- [Opdracht]
Geef de onderstaande regels weer als genummerde lijst en laat lege regels weg. Neem de afbeeldingen niet op in uw antwoord.

────────

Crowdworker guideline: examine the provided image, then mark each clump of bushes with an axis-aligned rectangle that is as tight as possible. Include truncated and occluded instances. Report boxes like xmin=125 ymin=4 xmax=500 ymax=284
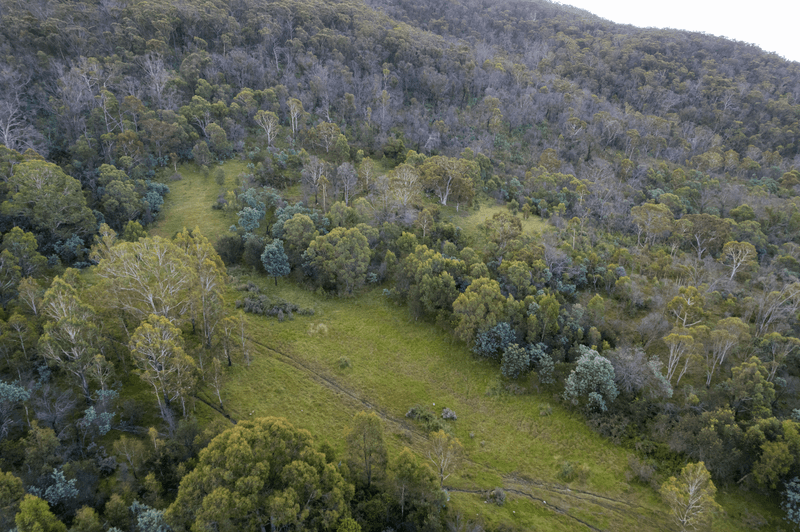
xmin=235 ymin=281 xmax=314 ymax=321
xmin=557 ymin=460 xmax=590 ymax=482
xmin=406 ymin=405 xmax=450 ymax=434
xmin=236 ymin=294 xmax=314 ymax=321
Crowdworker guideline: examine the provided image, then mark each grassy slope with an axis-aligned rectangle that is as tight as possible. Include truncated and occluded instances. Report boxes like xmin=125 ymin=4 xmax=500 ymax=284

────────

- [Resultaat opdracht]
1. Crowdworker guideline: examine the provided image, then mark each clump of bushes with an axis-aligned rectangle that is as tight as possible. Include truncated and occluded instances. Report boxes like xmin=125 ymin=4 xmax=500 ymax=284
2. xmin=235 ymin=281 xmax=314 ymax=321
3. xmin=557 ymin=460 xmax=590 ymax=482
4. xmin=406 ymin=405 xmax=450 ymax=434
5. xmin=236 ymin=294 xmax=314 ymax=321
6. Crowdworker guideline: examine the provided image, then mark each grassy slope with an axis-aligned rectangle that is as tight as possible. Include truncated and occluded instances. Report boxes like xmin=125 ymin=4 xmax=500 ymax=284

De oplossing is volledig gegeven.